**Record set:**
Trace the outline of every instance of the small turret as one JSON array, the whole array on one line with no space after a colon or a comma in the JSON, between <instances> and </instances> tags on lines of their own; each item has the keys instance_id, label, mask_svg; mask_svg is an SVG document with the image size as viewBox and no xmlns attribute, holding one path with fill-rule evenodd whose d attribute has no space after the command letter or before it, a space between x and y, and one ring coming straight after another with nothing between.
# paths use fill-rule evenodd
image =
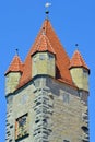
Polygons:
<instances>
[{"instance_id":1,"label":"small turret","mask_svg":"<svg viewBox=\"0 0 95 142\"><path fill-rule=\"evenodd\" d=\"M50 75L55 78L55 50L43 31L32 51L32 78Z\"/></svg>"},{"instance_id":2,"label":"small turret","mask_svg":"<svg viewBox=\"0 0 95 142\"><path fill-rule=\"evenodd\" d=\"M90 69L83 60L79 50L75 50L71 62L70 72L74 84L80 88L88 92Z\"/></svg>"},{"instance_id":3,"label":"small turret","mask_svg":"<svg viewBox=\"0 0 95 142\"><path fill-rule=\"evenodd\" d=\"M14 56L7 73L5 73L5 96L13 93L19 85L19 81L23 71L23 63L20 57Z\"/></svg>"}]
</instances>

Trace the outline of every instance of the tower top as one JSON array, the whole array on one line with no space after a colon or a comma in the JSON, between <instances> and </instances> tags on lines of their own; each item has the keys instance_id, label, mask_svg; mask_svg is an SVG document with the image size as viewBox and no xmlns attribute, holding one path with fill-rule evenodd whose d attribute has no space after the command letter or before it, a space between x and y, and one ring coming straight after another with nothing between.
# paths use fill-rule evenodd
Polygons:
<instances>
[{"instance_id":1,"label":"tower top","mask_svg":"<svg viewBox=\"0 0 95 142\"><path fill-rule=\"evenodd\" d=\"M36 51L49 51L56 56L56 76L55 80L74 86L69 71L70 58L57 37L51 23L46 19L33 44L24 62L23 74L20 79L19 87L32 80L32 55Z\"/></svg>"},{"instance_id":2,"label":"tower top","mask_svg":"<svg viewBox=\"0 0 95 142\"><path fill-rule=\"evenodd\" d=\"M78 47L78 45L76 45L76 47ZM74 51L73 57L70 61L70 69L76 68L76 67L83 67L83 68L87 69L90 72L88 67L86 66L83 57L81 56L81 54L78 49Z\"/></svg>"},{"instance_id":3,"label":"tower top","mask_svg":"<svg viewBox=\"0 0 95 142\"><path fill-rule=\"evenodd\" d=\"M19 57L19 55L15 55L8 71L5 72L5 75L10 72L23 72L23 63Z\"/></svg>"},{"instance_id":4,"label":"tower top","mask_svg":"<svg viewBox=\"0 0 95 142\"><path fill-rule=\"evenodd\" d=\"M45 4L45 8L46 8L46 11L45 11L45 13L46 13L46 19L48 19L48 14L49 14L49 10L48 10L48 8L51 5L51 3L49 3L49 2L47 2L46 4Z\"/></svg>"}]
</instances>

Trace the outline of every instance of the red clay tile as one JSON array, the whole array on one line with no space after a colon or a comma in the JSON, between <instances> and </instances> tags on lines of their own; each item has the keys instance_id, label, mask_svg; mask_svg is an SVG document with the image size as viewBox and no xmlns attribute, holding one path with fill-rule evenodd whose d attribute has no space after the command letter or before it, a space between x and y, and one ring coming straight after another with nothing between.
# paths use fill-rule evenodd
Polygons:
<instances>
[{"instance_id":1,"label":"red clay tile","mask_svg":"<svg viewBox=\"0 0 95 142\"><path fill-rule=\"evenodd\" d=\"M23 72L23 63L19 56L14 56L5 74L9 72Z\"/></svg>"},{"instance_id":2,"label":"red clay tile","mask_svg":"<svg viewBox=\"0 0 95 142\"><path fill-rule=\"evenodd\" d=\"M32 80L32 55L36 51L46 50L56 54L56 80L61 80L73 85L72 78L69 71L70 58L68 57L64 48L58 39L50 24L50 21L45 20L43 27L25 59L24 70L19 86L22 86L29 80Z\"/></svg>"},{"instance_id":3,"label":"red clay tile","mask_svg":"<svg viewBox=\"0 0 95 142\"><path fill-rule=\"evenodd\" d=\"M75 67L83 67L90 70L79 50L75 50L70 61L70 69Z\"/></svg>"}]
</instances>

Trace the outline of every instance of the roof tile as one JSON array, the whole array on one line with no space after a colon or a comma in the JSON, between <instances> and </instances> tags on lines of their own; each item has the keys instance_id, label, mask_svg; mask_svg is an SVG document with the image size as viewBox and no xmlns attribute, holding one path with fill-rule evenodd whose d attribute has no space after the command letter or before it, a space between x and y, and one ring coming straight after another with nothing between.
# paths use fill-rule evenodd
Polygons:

**What the task requires:** Copy all of the items above word for word, leaving out the picture.

**Correct answer:**
Trace the outline of every instance of the small turret as one JSON array, the whole array on one line with no space after a colon or a comma in the JSON, between <instances> and </instances> tags on lines of their own; each item has the keys instance_id, label, mask_svg; mask_svg is an SVG document with the image size as viewBox and no xmlns attribute, holding one path with fill-rule evenodd whose d attribute has no space after the command letter or before it, a space between x and y, and one ring coming straight after another with nothing between.
# paths use fill-rule evenodd
image =
Polygons:
<instances>
[{"instance_id":1,"label":"small turret","mask_svg":"<svg viewBox=\"0 0 95 142\"><path fill-rule=\"evenodd\" d=\"M50 75L55 78L55 50L43 31L32 51L32 78Z\"/></svg>"},{"instance_id":2,"label":"small turret","mask_svg":"<svg viewBox=\"0 0 95 142\"><path fill-rule=\"evenodd\" d=\"M90 69L83 60L79 50L75 50L71 62L70 72L74 84L80 88L88 92Z\"/></svg>"},{"instance_id":3,"label":"small turret","mask_svg":"<svg viewBox=\"0 0 95 142\"><path fill-rule=\"evenodd\" d=\"M14 56L7 73L5 73L5 96L13 93L19 85L19 81L23 71L23 63L20 57Z\"/></svg>"}]
</instances>

Trace the outline of every instance of the tower top as one JSON array, the whole array on one line with no space after a colon or a comma in the JSON, between <instances> and </instances> tags on lines of their own; each item has the keys instance_id, label, mask_svg; mask_svg is an SVG document with the image size as viewBox and no xmlns attribute, holding one path with fill-rule evenodd whose d attribute has no space after the command letter or before it, a space between x and y, and one ring coming straight after another with nothing between.
# paths use fill-rule evenodd
Polygons:
<instances>
[{"instance_id":1,"label":"tower top","mask_svg":"<svg viewBox=\"0 0 95 142\"><path fill-rule=\"evenodd\" d=\"M36 51L49 51L56 56L56 76L55 80L74 86L69 71L70 58L57 37L51 23L46 19L33 44L24 62L23 74L20 79L19 87L32 80L32 55Z\"/></svg>"},{"instance_id":2,"label":"tower top","mask_svg":"<svg viewBox=\"0 0 95 142\"><path fill-rule=\"evenodd\" d=\"M78 47L78 45L76 45L76 47ZM74 51L73 57L70 61L70 69L76 68L76 67L83 67L83 68L87 69L90 72L88 67L86 66L83 57L81 56L81 54L78 49Z\"/></svg>"},{"instance_id":3,"label":"tower top","mask_svg":"<svg viewBox=\"0 0 95 142\"><path fill-rule=\"evenodd\" d=\"M19 57L19 55L15 55L8 71L5 72L5 75L10 72L23 72L23 63Z\"/></svg>"},{"instance_id":4,"label":"tower top","mask_svg":"<svg viewBox=\"0 0 95 142\"><path fill-rule=\"evenodd\" d=\"M45 4L45 8L46 8L46 11L45 11L45 13L46 13L46 19L48 19L48 14L49 14L49 10L48 10L48 8L51 5L51 3L49 3L49 2L47 2L46 4Z\"/></svg>"}]
</instances>

Trace the outline of every instance of the red clay tile as one JSON array, the whole array on one line with no space after a colon or a comma in the JSON, between <instances> and </instances> tags on lines of their own; each item has the keys instance_id, label, mask_svg; mask_svg is an SVG document with the image size as viewBox and no xmlns attribute, holding one path with fill-rule evenodd whose d attribute has no space after the command letter or before it, a space between x and y, and one ring coming straight after another with nothing between.
# paths use fill-rule evenodd
Polygons:
<instances>
[{"instance_id":1,"label":"red clay tile","mask_svg":"<svg viewBox=\"0 0 95 142\"><path fill-rule=\"evenodd\" d=\"M23 72L23 63L19 56L14 56L5 74L9 72Z\"/></svg>"},{"instance_id":2,"label":"red clay tile","mask_svg":"<svg viewBox=\"0 0 95 142\"><path fill-rule=\"evenodd\" d=\"M32 80L32 55L36 51L46 50L56 54L56 80L61 80L73 85L72 78L69 71L70 58L68 57L64 48L58 39L50 24L50 21L45 20L43 27L25 59L24 70L19 86L22 86L29 80Z\"/></svg>"},{"instance_id":3,"label":"red clay tile","mask_svg":"<svg viewBox=\"0 0 95 142\"><path fill-rule=\"evenodd\" d=\"M75 67L83 67L90 70L79 50L75 50L70 61L70 69Z\"/></svg>"}]
</instances>

Trace the outline of every instance of the roof tile as one JSON array, the whole array on one line with no space after a colon or a comma in the JSON, between <instances> and </instances> tags on lines of their own; each item has the keys instance_id, label, mask_svg; mask_svg is an SVG document with the image size as viewBox and no xmlns attribute, holding one path with fill-rule evenodd whose d attribute has no space after the command letter or before it, a space between x and y, and one ring coming straight after another with nothing between.
# paths use fill-rule evenodd
Polygons:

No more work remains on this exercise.